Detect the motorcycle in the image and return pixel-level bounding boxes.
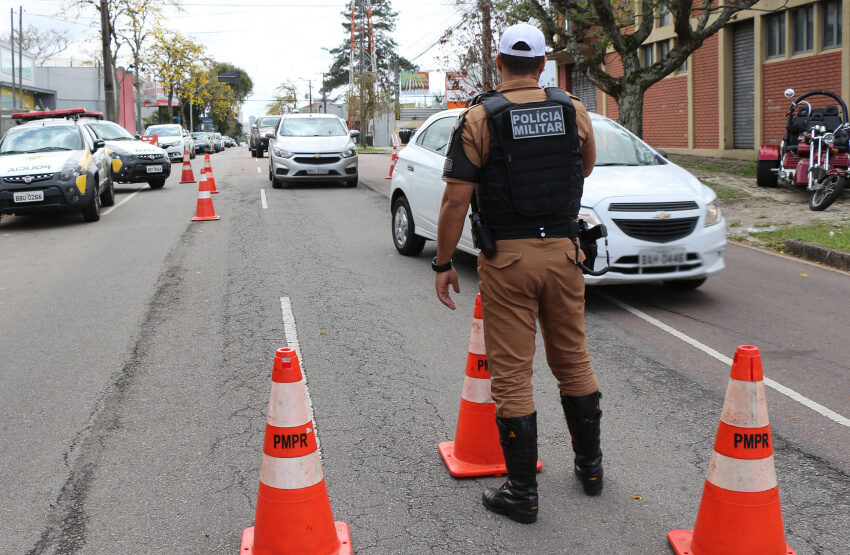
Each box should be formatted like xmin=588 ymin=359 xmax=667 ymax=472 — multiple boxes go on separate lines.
xmin=756 ymin=89 xmax=850 ymax=210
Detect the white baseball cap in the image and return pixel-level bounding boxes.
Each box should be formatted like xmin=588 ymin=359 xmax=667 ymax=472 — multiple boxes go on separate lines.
xmin=499 ymin=23 xmax=546 ymax=58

---

**INSTRUCTIONS FOR THE TASK:** Copy the data above with "Detect" replaced by "Locate" and everything else unchanged. Please leave the pictures out.

**COMPLETED EXERCISE:**
Locate the motorcycle in the image and return pixel-level bounding boxes.
Each box should be formatted like xmin=588 ymin=359 xmax=667 ymax=472 — multiple boxes go on separate lines.
xmin=756 ymin=89 xmax=850 ymax=210
Locate the white baseball cap in the image and return pixel-level bounding boxes.
Each box should be formatted like xmin=588 ymin=359 xmax=667 ymax=472 — multiple boxes go on separate lines.
xmin=499 ymin=23 xmax=546 ymax=58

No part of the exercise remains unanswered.